** Exercise aim **
Set down the records below in full, exactly as they read.

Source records
□ □ □ □ □ □ □

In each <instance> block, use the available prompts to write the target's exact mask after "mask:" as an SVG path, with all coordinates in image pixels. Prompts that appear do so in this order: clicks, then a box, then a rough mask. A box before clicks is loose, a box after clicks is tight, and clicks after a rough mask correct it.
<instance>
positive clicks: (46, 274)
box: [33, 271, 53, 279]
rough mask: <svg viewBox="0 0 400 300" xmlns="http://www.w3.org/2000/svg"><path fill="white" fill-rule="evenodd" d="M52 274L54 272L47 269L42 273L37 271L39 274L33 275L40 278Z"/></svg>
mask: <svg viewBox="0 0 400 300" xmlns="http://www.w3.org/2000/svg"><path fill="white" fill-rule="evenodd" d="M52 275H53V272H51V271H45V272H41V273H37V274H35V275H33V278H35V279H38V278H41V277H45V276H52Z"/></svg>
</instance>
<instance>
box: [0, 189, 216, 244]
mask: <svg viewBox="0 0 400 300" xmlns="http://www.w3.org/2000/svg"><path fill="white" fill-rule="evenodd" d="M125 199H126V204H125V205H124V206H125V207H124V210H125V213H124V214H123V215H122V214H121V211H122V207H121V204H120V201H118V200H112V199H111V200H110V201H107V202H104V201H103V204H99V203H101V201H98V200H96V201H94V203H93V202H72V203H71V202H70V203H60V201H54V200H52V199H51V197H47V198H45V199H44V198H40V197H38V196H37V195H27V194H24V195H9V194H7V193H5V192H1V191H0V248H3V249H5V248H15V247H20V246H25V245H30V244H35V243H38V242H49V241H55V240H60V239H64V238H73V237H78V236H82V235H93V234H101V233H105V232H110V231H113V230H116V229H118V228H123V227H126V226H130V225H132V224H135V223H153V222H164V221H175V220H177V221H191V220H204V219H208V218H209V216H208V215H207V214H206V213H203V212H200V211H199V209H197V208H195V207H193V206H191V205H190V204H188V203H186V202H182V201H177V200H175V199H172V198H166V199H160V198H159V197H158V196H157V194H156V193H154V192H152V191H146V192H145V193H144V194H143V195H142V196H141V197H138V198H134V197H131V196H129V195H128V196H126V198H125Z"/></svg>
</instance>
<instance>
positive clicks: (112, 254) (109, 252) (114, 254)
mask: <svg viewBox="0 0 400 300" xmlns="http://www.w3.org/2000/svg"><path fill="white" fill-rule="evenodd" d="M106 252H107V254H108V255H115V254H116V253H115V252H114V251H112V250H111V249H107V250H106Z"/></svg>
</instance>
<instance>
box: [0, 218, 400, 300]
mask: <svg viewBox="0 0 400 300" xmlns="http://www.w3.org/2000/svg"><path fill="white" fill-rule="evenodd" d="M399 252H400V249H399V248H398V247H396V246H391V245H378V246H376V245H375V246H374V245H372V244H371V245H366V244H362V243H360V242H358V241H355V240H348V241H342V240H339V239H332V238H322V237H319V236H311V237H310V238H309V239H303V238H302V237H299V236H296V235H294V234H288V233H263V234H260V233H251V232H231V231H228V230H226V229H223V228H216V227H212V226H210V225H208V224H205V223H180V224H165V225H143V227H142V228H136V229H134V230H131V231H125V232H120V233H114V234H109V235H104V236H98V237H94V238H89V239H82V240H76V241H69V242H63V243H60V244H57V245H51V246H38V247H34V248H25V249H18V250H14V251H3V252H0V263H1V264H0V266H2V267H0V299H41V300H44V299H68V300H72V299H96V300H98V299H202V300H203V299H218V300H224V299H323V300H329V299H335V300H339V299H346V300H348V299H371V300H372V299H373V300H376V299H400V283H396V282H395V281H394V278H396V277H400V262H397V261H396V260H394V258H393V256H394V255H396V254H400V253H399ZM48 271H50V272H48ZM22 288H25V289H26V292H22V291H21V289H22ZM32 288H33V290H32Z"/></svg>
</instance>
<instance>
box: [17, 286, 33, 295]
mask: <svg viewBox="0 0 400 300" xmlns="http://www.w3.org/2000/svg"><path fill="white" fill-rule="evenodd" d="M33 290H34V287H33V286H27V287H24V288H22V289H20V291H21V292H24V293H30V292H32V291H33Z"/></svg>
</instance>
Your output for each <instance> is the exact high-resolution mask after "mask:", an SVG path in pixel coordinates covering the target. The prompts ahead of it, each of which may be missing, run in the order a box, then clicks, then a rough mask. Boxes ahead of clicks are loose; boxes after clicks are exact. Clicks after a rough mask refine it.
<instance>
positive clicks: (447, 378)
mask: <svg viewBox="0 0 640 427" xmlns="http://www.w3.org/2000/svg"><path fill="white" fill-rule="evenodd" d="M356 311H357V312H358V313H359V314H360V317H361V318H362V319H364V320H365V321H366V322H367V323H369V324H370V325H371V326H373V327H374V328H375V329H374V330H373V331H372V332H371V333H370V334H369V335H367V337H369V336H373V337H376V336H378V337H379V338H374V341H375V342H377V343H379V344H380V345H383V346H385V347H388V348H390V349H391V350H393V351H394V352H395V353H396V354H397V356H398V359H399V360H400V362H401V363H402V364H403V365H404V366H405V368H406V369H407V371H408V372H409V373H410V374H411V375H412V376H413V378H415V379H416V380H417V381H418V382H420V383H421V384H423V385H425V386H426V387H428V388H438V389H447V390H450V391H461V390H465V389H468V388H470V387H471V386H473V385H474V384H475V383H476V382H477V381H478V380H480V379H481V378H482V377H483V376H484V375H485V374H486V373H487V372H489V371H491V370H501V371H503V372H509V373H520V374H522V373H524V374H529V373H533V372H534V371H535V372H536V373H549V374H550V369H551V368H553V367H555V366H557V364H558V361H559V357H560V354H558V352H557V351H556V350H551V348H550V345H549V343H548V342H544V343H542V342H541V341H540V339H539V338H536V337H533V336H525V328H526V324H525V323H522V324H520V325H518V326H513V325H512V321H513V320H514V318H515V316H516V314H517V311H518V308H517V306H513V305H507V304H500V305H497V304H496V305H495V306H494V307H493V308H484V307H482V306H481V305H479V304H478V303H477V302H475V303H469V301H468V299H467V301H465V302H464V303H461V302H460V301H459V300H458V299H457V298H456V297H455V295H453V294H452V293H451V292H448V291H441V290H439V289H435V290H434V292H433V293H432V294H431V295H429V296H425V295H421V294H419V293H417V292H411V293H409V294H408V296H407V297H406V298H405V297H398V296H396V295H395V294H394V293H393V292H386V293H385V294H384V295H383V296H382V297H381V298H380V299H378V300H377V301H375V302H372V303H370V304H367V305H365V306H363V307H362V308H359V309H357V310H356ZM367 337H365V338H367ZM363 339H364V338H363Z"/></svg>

□ □ □ □ □ □ □

** Output of the exercise **
In each <instance> block, use the available prompts to write the target's exact mask after "mask:" as an SVG path, with all coordinates in image pixels. Prompts that appear do so in this order: clicks, then a box, then a rough mask. A box before clicks is loose, a box after clicks is tight, and clicks after a rough mask correct it.
<instance>
positive clicks: (46, 274)
box: [33, 271, 53, 279]
rough mask: <svg viewBox="0 0 400 300" xmlns="http://www.w3.org/2000/svg"><path fill="white" fill-rule="evenodd" d="M52 274L54 272L47 269L42 273L37 271L39 274L33 275L40 278Z"/></svg>
mask: <svg viewBox="0 0 400 300" xmlns="http://www.w3.org/2000/svg"><path fill="white" fill-rule="evenodd" d="M52 275H53V272H51V271H45V272H41V273H37V274H35V275H33V278H35V279H38V278H41V277H45V276H52Z"/></svg>
</instance>
<instance>
box: [0, 189, 216, 244]
mask: <svg viewBox="0 0 400 300" xmlns="http://www.w3.org/2000/svg"><path fill="white" fill-rule="evenodd" d="M125 199H126V204H125V205H124V206H125V207H124V210H125V213H124V214H123V215H122V214H121V211H122V207H121V204H120V201H118V200H112V199H111V200H110V201H107V202H104V201H103V204H99V203H101V201H98V200H96V201H94V203H93V202H72V203H71V202H70V203H60V201H54V200H52V199H51V197H47V198H45V199H44V198H40V197H38V196H37V195H27V194H24V195H9V194H7V193H5V192H1V191H0V248H3V249H5V248H15V247H20V246H25V245H30V244H35V243H38V242H49V241H55V240H60V239H64V238H73V237H78V236H82V235H93V234H101V233H105V232H110V231H113V230H116V229H118V228H123V227H126V226H130V225H132V224H135V223H153V222H164V221H175V220H177V221H191V220H204V219H208V218H209V216H208V215H207V214H206V213H203V212H200V211H199V209H197V208H195V207H193V206H191V205H190V204H188V203H186V202H182V201H177V200H175V199H172V198H166V199H160V198H159V197H158V196H157V194H156V193H154V192H152V191H146V192H145V193H144V194H143V195H142V196H141V197H138V198H134V197H131V196H129V195H128V196H126V198H125Z"/></svg>
</instance>
<instance>
positive clicks: (112, 254) (109, 252) (114, 254)
mask: <svg viewBox="0 0 400 300" xmlns="http://www.w3.org/2000/svg"><path fill="white" fill-rule="evenodd" d="M106 252H107V254H108V255H115V254H116V253H115V252H114V251H112V250H111V249H107V250H106Z"/></svg>
</instance>
<instance>
box: [0, 218, 400, 300]
mask: <svg viewBox="0 0 400 300" xmlns="http://www.w3.org/2000/svg"><path fill="white" fill-rule="evenodd" d="M399 252H400V249H399V248H398V247H396V246H391V245H378V246H376V245H375V246H374V245H372V244H371V245H366V244H362V243H360V242H358V241H355V240H348V241H342V240H339V239H332V238H322V237H319V236H311V237H310V238H309V239H303V238H302V237H299V236H296V235H294V234H288V233H263V234H260V233H251V232H231V231H228V230H226V229H223V228H216V227H212V226H210V225H208V224H205V223H180V224H165V225H143V227H142V228H136V229H134V230H131V231H125V232H120V233H114V234H109V235H104V236H98V237H94V238H89V239H82V240H76V241H69V242H63V243H60V244H57V245H51V246H38V247H34V248H25V249H18V250H14V251H3V252H0V263H1V264H0V266H2V267H0V299H41V300H44V299H68V300H72V299H96V300H98V299H202V300H203V299H218V300H224V299H323V300H329V299H335V300H339V299H346V300H348V299H371V300H372V299H373V300H376V299H400V283H396V282H395V281H394V278H396V277H400V262H397V261H396V260H394V258H393V256H394V255H396V254H400V253H399ZM48 271H50V272H48ZM22 288H25V289H26V292H22V291H21V289H22ZM32 288H33V290H32Z"/></svg>
</instance>
<instance>
box: [17, 286, 33, 295]
mask: <svg viewBox="0 0 400 300" xmlns="http://www.w3.org/2000/svg"><path fill="white" fill-rule="evenodd" d="M33 290H34V287H33V286H27V287H24V288H22V289H20V291H21V292H24V293H30V292H32V291H33Z"/></svg>
</instance>
Your output for each <instance> is the exact high-resolution mask after "mask:", an SVG path in pixel coordinates covering the target. The prompts ahead of it, each of which may be missing, run in the order a box, then clicks, then a rough mask. Boxes ahead of clicks are loose; boxes after clicks are exact. Clicks after a rough mask refine it.
<instance>
positive clicks: (447, 378)
mask: <svg viewBox="0 0 640 427" xmlns="http://www.w3.org/2000/svg"><path fill="white" fill-rule="evenodd" d="M356 311H357V312H358V313H359V314H360V317H361V318H362V319H364V320H365V321H366V322H367V323H369V324H370V325H371V326H373V327H374V328H375V329H374V330H373V331H372V332H371V333H370V334H369V335H367V337H369V336H373V337H376V336H378V337H379V338H374V341H375V342H377V343H379V344H380V345H383V346H385V347H388V348H390V349H391V350H393V351H394V352H395V353H396V354H397V356H398V359H399V360H400V362H401V363H402V364H403V365H404V366H405V368H406V369H407V371H408V372H409V373H410V374H411V375H412V376H413V378H415V379H416V380H417V381H418V382H420V383H421V384H423V385H425V386H426V387H428V388H438V389H447V390H450V391H461V390H465V389H468V388H470V387H471V386H473V385H474V384H475V383H476V382H477V381H478V380H480V379H481V378H482V377H483V376H484V375H485V374H486V373H487V372H489V371H491V370H501V371H503V372H509V373H520V374H522V373H524V374H529V373H533V372H534V371H535V372H536V373H549V374H550V369H551V368H553V367H555V366H557V364H558V361H559V357H560V354H558V352H557V351H556V350H551V348H550V345H549V343H548V342H544V343H542V342H541V341H540V339H539V338H536V337H533V336H525V328H526V324H525V323H522V324H520V325H518V326H513V325H512V321H513V320H514V318H515V316H516V314H517V311H518V308H517V306H513V305H507V304H500V305H497V304H496V305H495V306H494V307H493V308H484V307H482V306H481V305H479V304H478V303H477V302H475V303H469V301H468V299H467V301H465V302H464V303H461V302H460V301H459V300H458V299H457V298H456V297H455V295H453V294H452V293H451V292H448V291H441V290H439V289H435V290H434V292H433V293H432V294H431V295H429V296H425V295H421V294H419V293H417V292H411V293H409V294H408V296H407V297H406V298H405V297H398V296H396V295H395V294H394V293H393V292H386V293H385V294H384V295H383V296H382V297H381V298H380V299H378V300H377V301H375V302H372V303H370V304H367V305H365V306H363V307H362V308H359V309H357V310H356ZM367 337H365V338H367ZM363 339H364V338H363Z"/></svg>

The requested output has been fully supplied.